### Action item
From the Federal Circuit case summary below, return the passage that opens with the words containing "The ’814 patent relates" and closes with "enabling prior art.", copied word for word.

### Source extract

Decision icon Decision

Last Month at the Federal Circuit - November 2008

Judges: Rader (author), Schall, Zobel (District Judge sitting by designation)

[Appealed from: D. Del., Judge Farnan]

In Impax Laboratories, Inc. v. Aventis Pharmaceuticals Inc., No. 07-1513 (Fed. Cir. Oct. 3, 2008), the Federal Circuit held that the district court correctly determined that U.S. Patent No. 5,236,940 (“the ’940 patent”) was not an enabling prior art reference and therefore did not anticipate U.S. Patent No. 5,527,814 (“the ’814 patent”) owned by Aventis Pharmaceuticals Inc. (“Aventis”).

The ’814 patent relates to the use of riluzole to treat Lou Gehrig’s disease or amyotrophic lateral sclerosis (“ALS”). Impax Laboratories, Inc. (“Impax”) filed an ANDA seeking FDA approval to market generic riluzole. Impax then sued Aventis seeking a DJ of noninfringement, invalidity, and unenforceability. With respect to invalidity, Impax alleged that the ’940 patent, which disclosed pharmaceutical compositions useful for the treatment of medical conditions associated with the effects of glutamate, enabled the use of riluzole to treat ALS and therefore qualified as enabling prior art.

### Dataset
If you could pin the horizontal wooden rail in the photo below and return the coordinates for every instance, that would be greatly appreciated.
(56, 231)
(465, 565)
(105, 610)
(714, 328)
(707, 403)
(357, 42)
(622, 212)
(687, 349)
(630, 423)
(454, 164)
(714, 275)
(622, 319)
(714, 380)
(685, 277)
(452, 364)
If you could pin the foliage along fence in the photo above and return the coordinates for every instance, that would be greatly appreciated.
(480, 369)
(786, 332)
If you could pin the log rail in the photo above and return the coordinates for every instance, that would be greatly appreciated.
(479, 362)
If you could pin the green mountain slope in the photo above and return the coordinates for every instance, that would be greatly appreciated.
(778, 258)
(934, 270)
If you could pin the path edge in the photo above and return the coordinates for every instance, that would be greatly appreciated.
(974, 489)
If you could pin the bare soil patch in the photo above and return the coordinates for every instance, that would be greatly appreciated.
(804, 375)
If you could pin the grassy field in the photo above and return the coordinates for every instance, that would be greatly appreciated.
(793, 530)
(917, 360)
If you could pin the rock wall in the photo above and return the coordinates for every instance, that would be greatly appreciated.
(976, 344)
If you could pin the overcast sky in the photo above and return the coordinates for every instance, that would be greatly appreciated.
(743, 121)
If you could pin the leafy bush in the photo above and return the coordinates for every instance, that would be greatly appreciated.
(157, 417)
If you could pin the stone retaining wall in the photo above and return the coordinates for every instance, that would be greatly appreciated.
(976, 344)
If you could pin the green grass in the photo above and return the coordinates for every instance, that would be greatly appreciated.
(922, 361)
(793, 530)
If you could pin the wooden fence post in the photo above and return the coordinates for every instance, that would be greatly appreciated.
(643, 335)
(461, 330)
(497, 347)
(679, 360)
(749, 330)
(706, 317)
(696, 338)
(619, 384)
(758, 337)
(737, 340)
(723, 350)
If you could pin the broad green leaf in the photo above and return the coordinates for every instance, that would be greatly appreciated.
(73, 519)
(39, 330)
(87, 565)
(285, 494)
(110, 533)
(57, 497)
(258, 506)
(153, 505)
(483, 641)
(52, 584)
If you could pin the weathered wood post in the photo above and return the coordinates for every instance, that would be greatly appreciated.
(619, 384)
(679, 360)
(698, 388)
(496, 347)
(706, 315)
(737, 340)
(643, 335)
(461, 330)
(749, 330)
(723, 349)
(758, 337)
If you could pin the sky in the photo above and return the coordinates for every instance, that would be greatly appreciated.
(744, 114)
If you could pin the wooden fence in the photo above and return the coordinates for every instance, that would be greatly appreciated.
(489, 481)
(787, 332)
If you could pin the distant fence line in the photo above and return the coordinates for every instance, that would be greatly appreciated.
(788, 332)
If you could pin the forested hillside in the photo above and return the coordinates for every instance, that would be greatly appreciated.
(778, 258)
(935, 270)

### Solution below
The ’814 patent relates to the use of riluzole to treat Lou Gehrig’s disease or amyotrophic lateral sclerosis (“ALS”). Impax Laboratories, Inc. (“Impax”) filed an ANDA seeking FDA approval to market generic riluzole. Impax then sued Aventis seeking a DJ of noninfringement, invalidity, and unenforceability. With respect to invalidity, Impax alleged that the ’940 patent, which disclosed pharmaceutical compositions useful for the treatment of medical conditions associated with the effects of glutamate, enabled the use of riluzole to treat ALS and therefore qualified as enabling prior art.